Start of Block

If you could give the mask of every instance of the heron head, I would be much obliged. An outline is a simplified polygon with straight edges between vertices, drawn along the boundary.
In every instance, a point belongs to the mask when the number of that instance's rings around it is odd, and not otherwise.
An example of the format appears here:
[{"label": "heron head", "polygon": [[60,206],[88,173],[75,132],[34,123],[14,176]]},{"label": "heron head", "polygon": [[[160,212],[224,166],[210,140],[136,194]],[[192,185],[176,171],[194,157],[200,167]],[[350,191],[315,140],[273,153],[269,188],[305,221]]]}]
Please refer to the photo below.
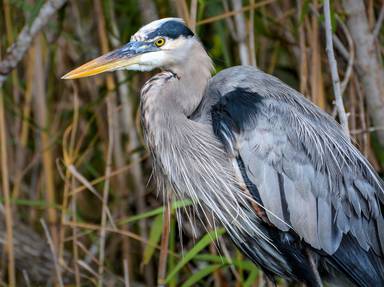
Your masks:
[{"label": "heron head", "polygon": [[190,51],[196,45],[200,45],[199,41],[183,20],[156,20],[142,27],[123,47],[72,70],[62,78],[76,79],[115,70],[172,70],[191,57]]}]

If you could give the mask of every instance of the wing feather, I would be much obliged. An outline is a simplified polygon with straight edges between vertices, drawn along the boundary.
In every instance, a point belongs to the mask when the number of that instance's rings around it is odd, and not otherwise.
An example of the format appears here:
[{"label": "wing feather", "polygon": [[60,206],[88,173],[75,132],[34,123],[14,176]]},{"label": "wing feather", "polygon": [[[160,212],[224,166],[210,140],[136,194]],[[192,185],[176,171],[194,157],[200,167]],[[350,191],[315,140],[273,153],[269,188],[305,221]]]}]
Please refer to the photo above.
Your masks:
[{"label": "wing feather", "polygon": [[254,68],[219,73],[207,94],[215,134],[244,162],[273,225],[328,254],[352,234],[383,255],[383,183],[331,117]]}]

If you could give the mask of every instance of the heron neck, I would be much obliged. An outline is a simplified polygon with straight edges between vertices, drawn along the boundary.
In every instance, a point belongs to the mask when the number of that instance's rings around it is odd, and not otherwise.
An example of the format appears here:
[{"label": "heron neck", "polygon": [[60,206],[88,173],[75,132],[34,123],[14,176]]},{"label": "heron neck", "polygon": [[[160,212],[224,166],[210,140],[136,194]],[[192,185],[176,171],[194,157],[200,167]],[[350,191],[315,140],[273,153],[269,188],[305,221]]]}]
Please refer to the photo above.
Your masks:
[{"label": "heron neck", "polygon": [[200,42],[194,43],[188,54],[194,56],[184,57],[186,60],[182,65],[170,66],[167,69],[177,80],[170,86],[172,90],[166,95],[181,107],[187,117],[200,104],[213,70],[212,60]]},{"label": "heron neck", "polygon": [[168,67],[142,88],[142,120],[149,145],[170,144],[172,132],[189,132],[185,129],[191,124],[188,117],[199,106],[212,70],[211,59],[201,44],[193,48],[197,49],[193,59]]}]

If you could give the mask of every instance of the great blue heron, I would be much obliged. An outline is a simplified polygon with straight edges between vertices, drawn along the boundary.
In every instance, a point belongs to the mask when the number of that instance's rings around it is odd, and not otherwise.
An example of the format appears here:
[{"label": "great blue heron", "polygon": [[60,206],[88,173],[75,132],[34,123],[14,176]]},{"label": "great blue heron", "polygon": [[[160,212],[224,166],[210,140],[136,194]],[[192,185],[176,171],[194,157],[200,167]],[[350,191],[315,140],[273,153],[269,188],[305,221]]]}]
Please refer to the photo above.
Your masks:
[{"label": "great blue heron", "polygon": [[384,286],[384,185],[335,120],[256,68],[211,78],[177,18],[63,78],[118,69],[160,69],[140,99],[162,183],[203,205],[268,277]]}]

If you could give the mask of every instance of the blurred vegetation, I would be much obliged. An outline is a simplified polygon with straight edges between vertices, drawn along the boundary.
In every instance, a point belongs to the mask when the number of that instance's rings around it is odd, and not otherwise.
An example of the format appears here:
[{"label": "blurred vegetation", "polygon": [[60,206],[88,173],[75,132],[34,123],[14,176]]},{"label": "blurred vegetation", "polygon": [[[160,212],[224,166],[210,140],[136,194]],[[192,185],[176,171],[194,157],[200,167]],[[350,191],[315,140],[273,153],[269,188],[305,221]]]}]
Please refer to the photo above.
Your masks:
[{"label": "blurred vegetation", "polygon": [[[235,2],[242,2],[244,11],[230,13]],[[350,51],[345,11],[341,1],[333,2],[333,30]],[[1,60],[45,1],[0,3]],[[383,4],[367,0],[365,5],[373,29]],[[15,225],[17,286],[51,286],[60,283],[58,278],[70,286],[263,286],[262,272],[227,242],[221,228],[205,230],[198,219],[188,219],[198,218],[188,200],[171,204],[172,199],[156,192],[138,114],[140,87],[153,73],[60,80],[106,49],[129,41],[143,24],[170,16],[182,17],[196,29],[216,71],[244,64],[239,50],[245,45],[248,64],[278,76],[336,114],[320,0],[67,1],[0,86],[5,135],[0,137],[0,190],[2,202],[7,188],[10,193],[6,208],[11,208]],[[245,31],[237,29],[236,16]],[[379,34],[380,59],[382,42]],[[348,61],[338,51],[336,56],[343,79]],[[348,77],[344,104],[352,138],[382,172],[384,151],[375,132],[384,125],[372,124],[361,79],[354,71]],[[182,226],[178,216],[184,218]],[[0,213],[1,221],[3,217]],[[2,224],[0,232],[6,233]],[[20,243],[28,237],[30,243]],[[33,251],[36,241],[49,238],[57,262],[42,266],[50,274],[44,277],[28,267],[41,264],[40,251],[22,260],[18,246],[30,244]],[[52,255],[48,245],[42,248]],[[10,286],[9,249],[0,249],[6,251],[0,252],[0,286]]]}]

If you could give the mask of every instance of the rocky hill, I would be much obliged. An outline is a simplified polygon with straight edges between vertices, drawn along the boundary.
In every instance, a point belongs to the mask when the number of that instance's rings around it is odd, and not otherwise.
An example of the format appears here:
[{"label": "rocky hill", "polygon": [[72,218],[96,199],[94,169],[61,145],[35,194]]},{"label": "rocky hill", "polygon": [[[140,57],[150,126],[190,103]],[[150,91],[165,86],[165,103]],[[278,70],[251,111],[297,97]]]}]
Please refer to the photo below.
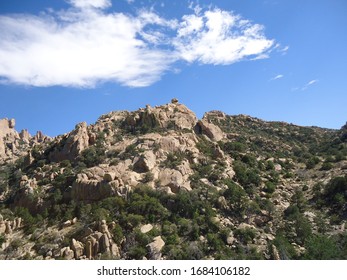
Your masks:
[{"label": "rocky hill", "polygon": [[185,105],[0,120],[0,259],[346,259],[341,130]]}]

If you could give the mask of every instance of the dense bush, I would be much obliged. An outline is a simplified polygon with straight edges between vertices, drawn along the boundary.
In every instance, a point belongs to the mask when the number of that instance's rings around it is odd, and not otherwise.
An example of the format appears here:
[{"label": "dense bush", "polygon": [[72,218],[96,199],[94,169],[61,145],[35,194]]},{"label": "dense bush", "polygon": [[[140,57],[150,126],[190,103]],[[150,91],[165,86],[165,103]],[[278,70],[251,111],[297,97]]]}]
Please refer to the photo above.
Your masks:
[{"label": "dense bush", "polygon": [[255,168],[249,168],[245,163],[240,161],[234,162],[235,177],[248,194],[253,194],[255,188],[261,183],[259,171]]},{"label": "dense bush", "polygon": [[347,176],[331,179],[324,188],[323,199],[335,212],[342,214],[346,210]]},{"label": "dense bush", "polygon": [[82,161],[87,167],[93,167],[102,163],[105,158],[105,148],[101,145],[96,145],[83,150],[80,156],[80,161]]},{"label": "dense bush", "polygon": [[312,235],[305,247],[306,252],[303,256],[305,260],[337,260],[342,257],[336,241],[325,235]]}]

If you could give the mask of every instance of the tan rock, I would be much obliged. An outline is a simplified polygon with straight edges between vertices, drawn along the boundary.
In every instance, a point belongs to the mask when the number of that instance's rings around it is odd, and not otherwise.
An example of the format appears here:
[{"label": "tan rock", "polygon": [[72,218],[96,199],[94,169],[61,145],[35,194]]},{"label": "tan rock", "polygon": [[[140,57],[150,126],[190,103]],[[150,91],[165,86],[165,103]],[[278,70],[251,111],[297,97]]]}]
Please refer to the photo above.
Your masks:
[{"label": "tan rock", "polygon": [[119,252],[119,248],[118,248],[117,244],[113,243],[110,248],[111,248],[111,255],[114,258],[119,259],[120,258],[120,252]]},{"label": "tan rock", "polygon": [[74,251],[70,249],[70,247],[64,247],[60,251],[60,255],[65,259],[65,260],[72,260],[74,258]]},{"label": "tan rock", "polygon": [[65,159],[75,160],[89,146],[88,128],[85,122],[76,125],[75,129],[61,139],[57,146],[63,143],[62,148],[55,149],[49,154],[51,161],[62,161]]},{"label": "tan rock", "polygon": [[110,252],[110,239],[107,234],[103,234],[99,240],[99,249],[100,253],[109,253]]},{"label": "tan rock", "polygon": [[208,138],[213,141],[220,141],[224,137],[223,131],[216,125],[209,123],[207,120],[199,120],[195,131],[198,134],[205,134]]},{"label": "tan rock", "polygon": [[276,246],[272,244],[271,249],[274,260],[280,260],[280,254],[278,253]]},{"label": "tan rock", "polygon": [[84,246],[82,242],[76,241],[74,238],[72,239],[71,249],[74,252],[74,257],[76,260],[83,255]]},{"label": "tan rock", "polygon": [[153,239],[153,242],[147,245],[149,251],[149,257],[151,260],[160,260],[161,259],[161,250],[165,246],[164,240],[161,236],[157,236]]},{"label": "tan rock", "polygon": [[114,190],[117,190],[117,189],[119,188],[119,186],[121,185],[119,180],[111,181],[111,182],[109,182],[108,184],[109,184],[109,186],[110,186],[111,188],[113,188]]},{"label": "tan rock", "polygon": [[71,196],[79,201],[98,201],[117,194],[110,183],[98,180],[76,179],[72,184]]},{"label": "tan rock", "polygon": [[11,227],[11,222],[10,221],[5,221],[5,234],[12,234],[12,227]]},{"label": "tan rock", "polygon": [[152,151],[144,152],[134,163],[134,171],[145,173],[153,169],[156,163],[156,156]]},{"label": "tan rock", "polygon": [[150,232],[153,229],[153,226],[151,224],[144,225],[140,228],[140,231],[142,233]]},{"label": "tan rock", "polygon": [[133,131],[136,127],[174,130],[192,129],[196,122],[195,114],[176,101],[155,108],[140,109],[126,118],[126,123]]},{"label": "tan rock", "polygon": [[234,233],[231,231],[227,237],[227,244],[233,245],[234,241],[235,241]]},{"label": "tan rock", "polygon": [[29,131],[27,129],[23,129],[20,133],[19,133],[19,137],[20,139],[22,139],[25,143],[29,143],[30,139],[31,139],[31,135],[29,133]]},{"label": "tan rock", "polygon": [[72,225],[72,222],[70,220],[67,220],[63,223],[63,228],[67,228],[67,227],[70,227]]},{"label": "tan rock", "polygon": [[159,184],[162,187],[170,187],[173,193],[177,193],[183,186],[182,174],[174,169],[164,169],[159,173]]},{"label": "tan rock", "polygon": [[104,180],[106,182],[111,182],[116,178],[116,174],[114,172],[107,172],[104,175]]},{"label": "tan rock", "polygon": [[171,99],[171,103],[172,104],[177,104],[178,103],[178,99],[177,98],[172,98]]},{"label": "tan rock", "polygon": [[16,120],[15,119],[10,119],[8,121],[8,127],[9,128],[14,128],[16,126]]}]

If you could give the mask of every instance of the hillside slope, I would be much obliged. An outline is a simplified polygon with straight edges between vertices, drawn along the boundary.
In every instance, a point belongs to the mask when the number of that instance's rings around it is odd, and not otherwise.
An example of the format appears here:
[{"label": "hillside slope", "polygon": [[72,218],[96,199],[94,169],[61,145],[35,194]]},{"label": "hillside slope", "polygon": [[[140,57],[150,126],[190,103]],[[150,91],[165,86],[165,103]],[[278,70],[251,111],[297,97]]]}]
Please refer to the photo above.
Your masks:
[{"label": "hillside slope", "polygon": [[171,103],[0,123],[0,259],[346,259],[341,130]]}]

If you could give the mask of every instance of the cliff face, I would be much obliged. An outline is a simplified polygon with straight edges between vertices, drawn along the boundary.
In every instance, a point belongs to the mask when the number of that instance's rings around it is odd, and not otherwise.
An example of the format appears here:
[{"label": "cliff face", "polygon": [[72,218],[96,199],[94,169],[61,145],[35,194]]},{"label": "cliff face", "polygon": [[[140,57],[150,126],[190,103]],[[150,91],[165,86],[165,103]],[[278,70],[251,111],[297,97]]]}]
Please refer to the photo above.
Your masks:
[{"label": "cliff face", "polygon": [[320,241],[347,257],[344,128],[198,120],[176,99],[53,139],[14,126],[0,120],[0,258],[315,258]]}]

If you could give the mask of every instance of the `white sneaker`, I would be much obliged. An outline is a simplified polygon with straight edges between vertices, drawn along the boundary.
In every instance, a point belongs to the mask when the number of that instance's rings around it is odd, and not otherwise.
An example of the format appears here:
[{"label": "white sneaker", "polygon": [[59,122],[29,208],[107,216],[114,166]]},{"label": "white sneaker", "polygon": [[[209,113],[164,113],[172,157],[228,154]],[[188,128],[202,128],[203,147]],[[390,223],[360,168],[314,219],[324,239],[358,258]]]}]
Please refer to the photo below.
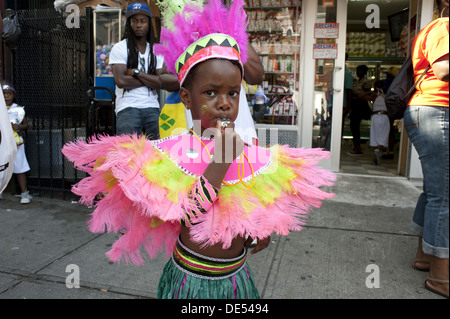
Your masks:
[{"label": "white sneaker", "polygon": [[380,165],[381,152],[378,148],[373,150],[373,163],[375,165]]},{"label": "white sneaker", "polygon": [[20,200],[21,204],[29,204],[31,202],[31,199],[33,198],[30,195],[29,191],[26,191],[26,192],[20,194],[20,196],[22,197],[21,200]]},{"label": "white sneaker", "polygon": [[0,200],[2,200],[3,199],[3,195],[2,195],[2,193],[0,193]]}]

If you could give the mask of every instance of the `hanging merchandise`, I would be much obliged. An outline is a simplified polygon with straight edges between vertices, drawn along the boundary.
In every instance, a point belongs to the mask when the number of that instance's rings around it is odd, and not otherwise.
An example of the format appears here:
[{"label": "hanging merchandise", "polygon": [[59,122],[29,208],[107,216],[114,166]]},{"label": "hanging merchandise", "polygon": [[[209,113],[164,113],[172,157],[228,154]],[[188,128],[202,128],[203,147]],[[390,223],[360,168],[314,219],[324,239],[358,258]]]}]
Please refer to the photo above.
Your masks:
[{"label": "hanging merchandise", "polygon": [[20,39],[20,24],[15,12],[3,19],[2,40],[11,49],[17,49]]},{"label": "hanging merchandise", "polygon": [[[302,2],[295,0],[252,0],[246,2],[251,46],[264,69],[262,87],[268,101],[254,104],[256,128],[262,125],[296,125],[294,96],[299,93]],[[247,99],[255,100],[254,90],[246,90]],[[256,110],[255,110],[256,109]]]}]

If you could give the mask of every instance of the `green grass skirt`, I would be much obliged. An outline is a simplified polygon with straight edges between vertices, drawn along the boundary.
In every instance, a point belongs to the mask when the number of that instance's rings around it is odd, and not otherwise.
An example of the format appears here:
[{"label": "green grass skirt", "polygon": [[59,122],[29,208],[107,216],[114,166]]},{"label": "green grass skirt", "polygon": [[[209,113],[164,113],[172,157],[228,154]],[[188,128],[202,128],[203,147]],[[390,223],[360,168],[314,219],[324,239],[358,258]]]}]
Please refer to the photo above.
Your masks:
[{"label": "green grass skirt", "polygon": [[236,274],[219,280],[199,278],[178,269],[172,259],[158,284],[158,299],[259,299],[247,264]]}]

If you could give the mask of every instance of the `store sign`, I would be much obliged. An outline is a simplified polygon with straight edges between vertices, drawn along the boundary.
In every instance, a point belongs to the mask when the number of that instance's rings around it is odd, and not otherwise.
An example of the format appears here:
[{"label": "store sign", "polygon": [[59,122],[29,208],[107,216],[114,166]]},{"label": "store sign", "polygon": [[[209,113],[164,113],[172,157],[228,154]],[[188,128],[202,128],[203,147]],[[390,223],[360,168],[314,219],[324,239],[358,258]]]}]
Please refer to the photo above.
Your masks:
[{"label": "store sign", "polygon": [[337,39],[339,38],[339,23],[315,23],[315,39]]},{"label": "store sign", "polygon": [[337,59],[337,43],[316,43],[313,47],[314,59]]},{"label": "store sign", "polygon": [[322,0],[322,8],[334,8],[334,0]]}]

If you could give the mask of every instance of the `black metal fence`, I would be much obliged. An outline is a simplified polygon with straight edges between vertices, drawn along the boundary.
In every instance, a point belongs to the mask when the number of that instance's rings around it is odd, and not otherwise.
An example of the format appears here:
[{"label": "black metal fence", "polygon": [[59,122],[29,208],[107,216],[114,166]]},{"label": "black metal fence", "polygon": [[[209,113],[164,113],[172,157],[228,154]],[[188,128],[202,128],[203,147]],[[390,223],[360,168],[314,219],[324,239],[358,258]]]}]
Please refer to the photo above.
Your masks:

End of Block

| EXERCISE AIM |
Reproduce word for word the material above, starting with the line that has "of the great" and stopping after the line that has "of the blurred".

| WORKED SOLUTION |
If you could give the mask of every instance of the great blue heron, I would be much obliged. An outline is a simplified polygon with straight edges between vertices, drawn along the boundary.
In every instance, a point belongs to the mask when the number of that instance's rings around it is odd, and not otherwise.
An example of the format appears here:
[{"label": "great blue heron", "polygon": [[60,206],[88,173],[75,132],[34,123],[14,176]]},{"label": "great blue heron", "polygon": [[[160,212],[224,166],[210,140],[136,194]],[[192,185],[176,171],[194,157],[200,167]],[[350,191],[315,140],[273,153],[269,188],[305,221]]]}]
Please refer to the photo above.
Your masks:
[{"label": "great blue heron", "polygon": [[384,286],[384,185],[335,120],[256,68],[211,78],[177,18],[63,78],[118,69],[160,69],[140,99],[162,183],[203,205],[268,277]]}]

If you could give the mask of every instance of the blurred vegetation, I would be much obliged. An outline is a simplified polygon with straight edges between vertices, drawn along the boundary.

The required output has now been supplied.